» **수행할 작업**: 아래 기록의 모든 줄을 한 글자도 바꾸지 말고 그대로 출력하세요.

::: 제공된 기록 :::

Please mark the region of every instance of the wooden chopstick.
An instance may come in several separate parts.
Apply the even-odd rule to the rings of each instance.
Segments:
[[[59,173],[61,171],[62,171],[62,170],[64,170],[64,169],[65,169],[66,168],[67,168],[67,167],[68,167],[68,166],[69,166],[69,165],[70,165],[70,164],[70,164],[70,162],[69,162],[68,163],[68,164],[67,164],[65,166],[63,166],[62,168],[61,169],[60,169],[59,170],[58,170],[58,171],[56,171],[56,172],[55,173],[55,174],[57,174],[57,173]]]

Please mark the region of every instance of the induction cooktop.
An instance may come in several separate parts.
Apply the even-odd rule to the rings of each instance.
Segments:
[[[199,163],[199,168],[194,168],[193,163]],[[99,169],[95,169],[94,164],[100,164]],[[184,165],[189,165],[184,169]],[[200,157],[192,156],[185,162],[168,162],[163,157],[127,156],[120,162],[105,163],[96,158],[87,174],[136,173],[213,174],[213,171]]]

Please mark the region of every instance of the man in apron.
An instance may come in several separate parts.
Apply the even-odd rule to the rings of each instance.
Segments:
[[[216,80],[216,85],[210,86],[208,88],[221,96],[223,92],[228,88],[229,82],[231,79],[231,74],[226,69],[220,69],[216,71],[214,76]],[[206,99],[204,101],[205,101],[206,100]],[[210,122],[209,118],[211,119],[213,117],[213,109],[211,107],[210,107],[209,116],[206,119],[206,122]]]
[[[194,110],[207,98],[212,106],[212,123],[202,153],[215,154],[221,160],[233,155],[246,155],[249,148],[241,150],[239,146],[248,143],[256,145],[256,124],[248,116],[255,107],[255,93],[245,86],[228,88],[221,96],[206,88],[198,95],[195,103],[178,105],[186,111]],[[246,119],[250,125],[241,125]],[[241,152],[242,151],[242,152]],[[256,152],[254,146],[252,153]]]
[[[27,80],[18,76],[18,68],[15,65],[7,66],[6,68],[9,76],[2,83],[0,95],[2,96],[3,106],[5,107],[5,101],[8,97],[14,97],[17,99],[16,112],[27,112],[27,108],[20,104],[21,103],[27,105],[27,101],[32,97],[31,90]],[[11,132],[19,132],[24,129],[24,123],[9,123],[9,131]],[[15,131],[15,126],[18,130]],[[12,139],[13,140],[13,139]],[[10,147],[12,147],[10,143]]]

:::

» **정답**:
Please mark the region of every instance of the wooden chopstick.
An instance may come in several separate parts.
Apply the even-odd rule to the rings of each instance.
Segments:
[[[59,173],[61,171],[62,171],[62,170],[64,170],[64,169],[65,169],[66,168],[67,168],[67,167],[68,167],[68,166],[69,166],[69,165],[70,165],[70,164],[70,164],[70,162],[69,162],[68,163],[68,164],[67,164],[65,166],[63,166],[62,168],[61,169],[60,169],[59,170],[58,170],[58,171],[56,171],[56,172],[55,173],[55,174],[57,174],[57,173]]]

Please mark the region of every instance of the induction cooktop.
An instance may come in several separate parts.
Apply the even-odd rule to the rings of each instance.
Segments:
[[[199,163],[199,168],[194,168],[193,163]],[[99,169],[95,169],[94,164],[100,164]],[[184,165],[189,165],[184,169]],[[200,157],[192,156],[185,162],[168,162],[163,157],[127,156],[120,162],[105,163],[96,158],[87,174],[136,173],[213,174],[213,171]]]

Please mark the region of every instance of the man in apron.
An instance may come in several separate parts.
Apply the even-odd rule to the rings of each instance.
Segments:
[[[216,80],[216,85],[210,86],[208,88],[221,96],[223,92],[228,88],[229,82],[231,79],[231,74],[226,69],[220,69],[216,71],[214,76]],[[206,99],[204,101],[205,101],[206,100]],[[210,122],[209,118],[211,119],[213,117],[213,109],[211,107],[210,107],[209,116],[206,119],[206,122]]]
[[[194,110],[207,98],[212,106],[212,123],[202,153],[215,154],[221,160],[233,155],[246,155],[249,148],[241,150],[239,146],[248,143],[256,145],[256,124],[248,116],[255,107],[255,93],[245,86],[228,88],[221,96],[206,88],[198,95],[195,103],[178,105],[186,111]],[[246,119],[250,125],[241,125]],[[241,152],[242,151],[242,152]],[[256,152],[254,146],[252,153]]]
[[[27,80],[18,76],[18,68],[15,65],[7,66],[6,68],[9,76],[2,83],[0,95],[2,96],[3,106],[5,107],[5,101],[8,97],[14,97],[17,99],[16,112],[27,112],[27,108],[20,104],[21,103],[27,105],[27,101],[32,97],[31,90]],[[11,132],[19,132],[24,129],[24,123],[9,123],[9,131]],[[15,131],[15,126],[18,130]],[[12,139],[13,140],[13,139]],[[10,147],[12,147],[10,143]]]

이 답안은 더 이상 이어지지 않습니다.